**CHALLENGE A:** Check each statement against the email about quantum immortality: (i) the writer says they are new to the topic; (ii) the example condition is that it will start raining at the writer's location within an hour; (iii) the process assumes that the condition cannot be evaluated. Answer yes or no for each, and quote the text's deciding words.
**CHALLENGE B:** Rewrite the part of the email about quantum immortality starting at "I'm not yet" and ending at "on the condition).", with "soundproof" replaced by "quiet".
**CHALLENGE C:** Translate this sentence from the email about quantum immortality into Spanish: "This relies on the assumption that there is a possible universe where the condition is true, and that the condition can be effectively evaluated."

--- START OF SOURCE PASSAGE ---

On 16 Mar 2014, at 17:31, meekerdb wrote:
On 3/16/2014 12:34 AM, Bruno Marchal wrote:
On 15 Mar 2014, at 20:04, meekerdb wrote:
On 3/14/2014 7:21 PM, Matt Bell wrote:
This may very possibly be an idea that has already been discussed
(I am very new to this topic, so I'm still exploring the
landscape of ideas), but it has been on my mind recently.
If you subscribe to the theories of MWI/UDA, then the idea of
quantum immortality/suicide follows (an observer only perceives
universes where it continues to exist, so from its perspective it
exists forever). From this, it follows that an observer can
"program" the universe into any possible state with the following
process:
- Choose a condition for the universe (e.g. "It will start
raining at my location within 10 seconds.")
- Evaluate whether you are in a universe where the condition is
true ("10 seconds have passed. Has it started raining?")
- If the condition is false, stop existing (in a human context,
suicide :/).
- If the process was followed correctly (the condition was
evaluated accurately) the observer should only exist in universes
with the chosen state
This relies on the assumption that there is a possible universe
where the condition is true, and that the condition can be
effectively evaluated.
I'm not yet sure about what to think about conditions about past
events. What happens if the chosen condition was "It started
raining less than an hour ago."? This would possibly work as
expected if you don't evaluate the condition until after you
chose it (you were in a soundproof, windowless room for the last
hour, so you didn't know it started raining until after you
decided on the condition).
Any thoughts? Or relevant material I should know about? Also, let
me know if there's some huge flaw in my thinking.

--- END OF SOURCE PASSAGE ---
--- START OF DATASET EXTRACT ---

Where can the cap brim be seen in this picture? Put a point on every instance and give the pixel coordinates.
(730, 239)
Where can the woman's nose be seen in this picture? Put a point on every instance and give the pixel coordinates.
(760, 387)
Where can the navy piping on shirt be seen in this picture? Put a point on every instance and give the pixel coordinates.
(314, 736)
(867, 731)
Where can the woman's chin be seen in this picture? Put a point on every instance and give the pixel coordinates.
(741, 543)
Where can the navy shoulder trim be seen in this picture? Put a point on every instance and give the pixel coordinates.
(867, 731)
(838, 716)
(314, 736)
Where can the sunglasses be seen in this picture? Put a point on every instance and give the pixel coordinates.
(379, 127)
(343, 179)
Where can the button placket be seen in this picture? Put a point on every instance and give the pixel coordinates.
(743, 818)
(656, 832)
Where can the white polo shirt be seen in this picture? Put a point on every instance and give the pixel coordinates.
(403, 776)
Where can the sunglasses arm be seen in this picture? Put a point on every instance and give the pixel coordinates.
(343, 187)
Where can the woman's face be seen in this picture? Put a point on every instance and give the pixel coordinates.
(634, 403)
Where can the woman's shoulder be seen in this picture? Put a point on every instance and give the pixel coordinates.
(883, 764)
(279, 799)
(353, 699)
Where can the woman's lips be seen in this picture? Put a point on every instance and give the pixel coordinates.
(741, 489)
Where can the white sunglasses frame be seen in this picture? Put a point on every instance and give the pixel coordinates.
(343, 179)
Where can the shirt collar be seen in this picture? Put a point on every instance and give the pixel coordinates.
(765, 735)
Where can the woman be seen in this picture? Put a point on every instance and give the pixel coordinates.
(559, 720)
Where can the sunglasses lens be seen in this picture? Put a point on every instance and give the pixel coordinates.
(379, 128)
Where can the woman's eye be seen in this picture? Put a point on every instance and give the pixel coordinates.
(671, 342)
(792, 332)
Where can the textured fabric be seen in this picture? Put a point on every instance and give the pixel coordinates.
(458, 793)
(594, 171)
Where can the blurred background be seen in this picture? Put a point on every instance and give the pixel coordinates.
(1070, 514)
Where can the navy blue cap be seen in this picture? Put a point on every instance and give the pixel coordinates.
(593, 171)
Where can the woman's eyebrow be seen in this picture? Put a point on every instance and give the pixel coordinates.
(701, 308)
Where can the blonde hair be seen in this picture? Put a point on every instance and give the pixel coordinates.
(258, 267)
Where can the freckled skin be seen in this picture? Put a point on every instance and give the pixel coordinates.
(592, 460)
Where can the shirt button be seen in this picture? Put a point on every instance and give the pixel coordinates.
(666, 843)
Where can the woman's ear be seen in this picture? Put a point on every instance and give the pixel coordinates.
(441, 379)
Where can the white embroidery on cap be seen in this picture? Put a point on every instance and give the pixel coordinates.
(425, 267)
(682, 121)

--- END OF DATASET EXTRACT ---

**WRITTEN REPLY A:**
(i) Yes: "I am very new to this topic"
(ii) No: "It will start raining at my location within 10 seconds."
(iii) No: "the condition can be effectively evaluated"

**WRITTEN REPLY B:**
I'm not yet sure about what to think about conditions about past
events. What happens if the chosen condition was "It started
raining less than an hour ago."? This would possibly work as
expected if you don't evaluate the condition until after you
chose it (you were in a quiet, windowless room for the last
hour, so you didn't know it started raining until after you
decided on the condition).

**WRITTEN REPLY C:** Esto se basa en la suposición de que existe un universo posible donde la condición es verdadera, y de que la condición puede evaluarse de manera efectiva.